Set problem:
Rewrite the records below, changing every "For the audit" to "For the review" and leaving everything else as it stands. Omit the pictures from your output.

Data entries:
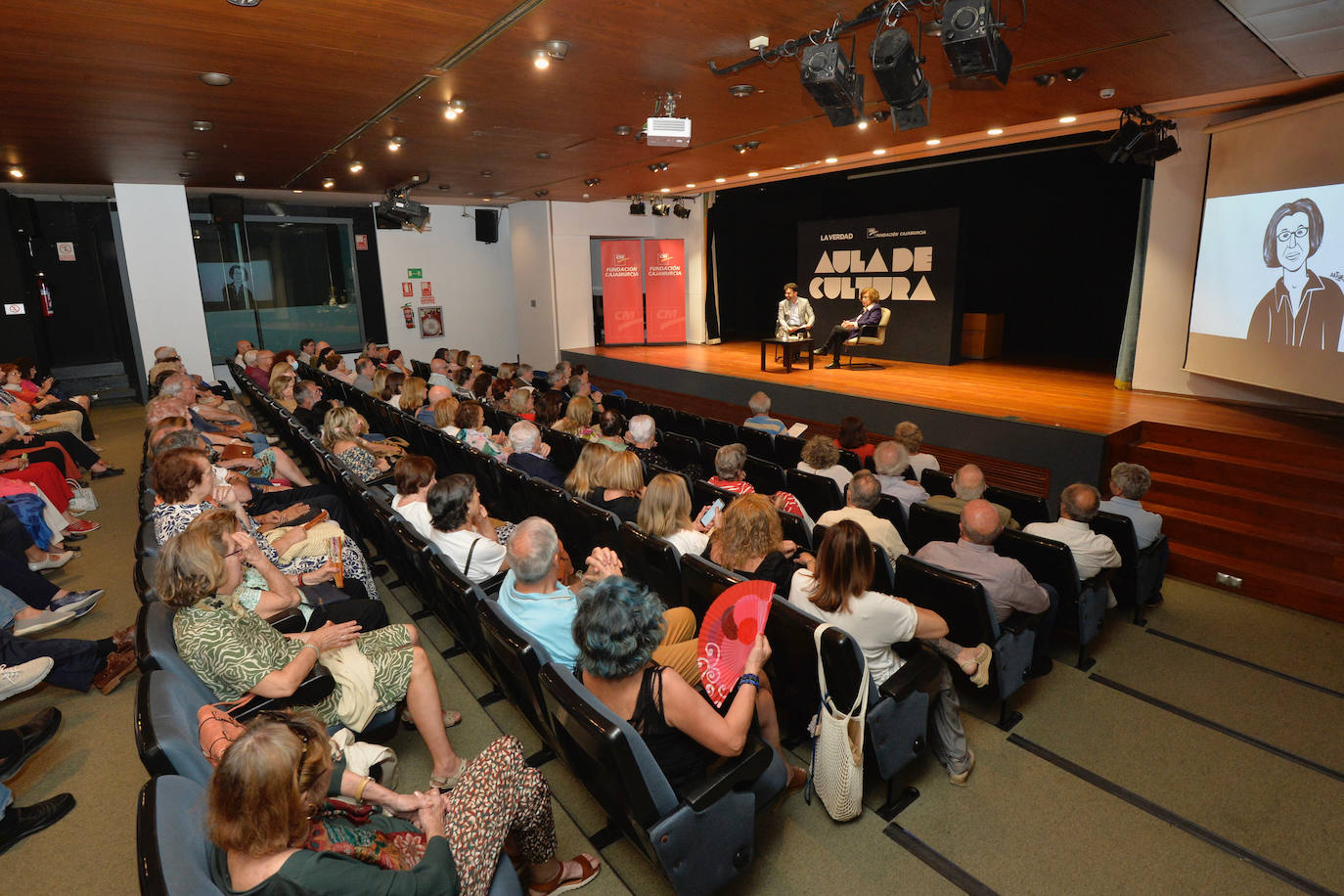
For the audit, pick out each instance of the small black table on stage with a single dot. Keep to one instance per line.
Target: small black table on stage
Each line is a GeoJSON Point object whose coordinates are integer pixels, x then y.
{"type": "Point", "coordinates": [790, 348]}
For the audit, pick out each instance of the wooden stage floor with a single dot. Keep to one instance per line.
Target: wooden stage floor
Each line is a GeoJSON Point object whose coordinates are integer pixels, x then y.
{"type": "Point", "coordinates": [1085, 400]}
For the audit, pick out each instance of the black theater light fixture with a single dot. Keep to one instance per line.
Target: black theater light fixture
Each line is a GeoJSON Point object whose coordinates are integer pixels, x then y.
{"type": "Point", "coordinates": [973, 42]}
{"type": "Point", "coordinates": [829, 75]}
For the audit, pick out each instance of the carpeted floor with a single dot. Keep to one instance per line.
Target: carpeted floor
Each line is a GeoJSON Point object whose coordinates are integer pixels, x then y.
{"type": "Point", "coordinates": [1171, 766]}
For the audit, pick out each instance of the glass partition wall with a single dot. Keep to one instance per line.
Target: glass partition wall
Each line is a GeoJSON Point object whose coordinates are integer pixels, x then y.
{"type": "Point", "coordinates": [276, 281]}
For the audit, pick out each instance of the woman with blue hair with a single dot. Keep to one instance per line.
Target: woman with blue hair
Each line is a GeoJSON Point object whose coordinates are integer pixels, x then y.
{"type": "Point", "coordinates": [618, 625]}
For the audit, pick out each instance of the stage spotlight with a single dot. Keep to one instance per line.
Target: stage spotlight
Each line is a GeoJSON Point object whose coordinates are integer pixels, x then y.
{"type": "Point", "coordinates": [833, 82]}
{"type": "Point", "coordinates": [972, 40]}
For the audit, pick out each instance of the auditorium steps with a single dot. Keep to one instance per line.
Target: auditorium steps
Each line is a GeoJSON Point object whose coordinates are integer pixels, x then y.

Completed exercise:
For the review, pick out each instance of the small black table on stage with a single dot. Keep to one instance per line.
Target: small black table on stage
Each line is a GeoJSON Point object whose coordinates are integer pixels, x then y.
{"type": "Point", "coordinates": [790, 348]}
For the review, pick out each instance of the wooden stage floor with a single dot. Keep to one instance per line.
Target: wooden stage floor
Each line is a GeoJSON Point object whose coordinates are integer pixels, x then y.
{"type": "Point", "coordinates": [1085, 400]}
For the review, pick out each instance of the black theater light fixture with a single dot. Keep to one instance per line.
Target: black theater light fixture
Each line is a GeoJSON Point object whose coordinates are integer pixels, x then y.
{"type": "Point", "coordinates": [973, 42]}
{"type": "Point", "coordinates": [829, 75]}
For the review, pick out each instance of the carpeted floor with a single dot. Keep to one instance per line.
Target: carpeted floor
Each line is a GeoJSON Point object whose coordinates are integer pixels, x then y.
{"type": "Point", "coordinates": [1171, 766]}
For the review, pick out each instance of the glass partition wall with a single dot. Keep to one instance per line.
Target: glass partition wall
Each line is a GeoJSON Point object whose coordinates are integer pixels, x then y.
{"type": "Point", "coordinates": [276, 281]}
For the review, pick out each instance of the woman with blue hair with a single dot. Keep to one instance per line.
Target: woman with blue hair
Each line is a GeoJSON Point object whose coordinates are integer pixels, x then y.
{"type": "Point", "coordinates": [618, 625]}
For the review, pick out each instance of the stage spotlight with a single dot. Keep to one instance per line.
Target: stage spotlight
Each line is a GeoJSON Point object whose coordinates are integer pixels, x then y.
{"type": "Point", "coordinates": [833, 82]}
{"type": "Point", "coordinates": [972, 40]}
For the review, pick out each instance of the auditorium steps with a single dot. Keep to one instance per line.
Target: auditorium steps
Each line is a GeoJSON Point object whose coordinates are integer pixels, x then y.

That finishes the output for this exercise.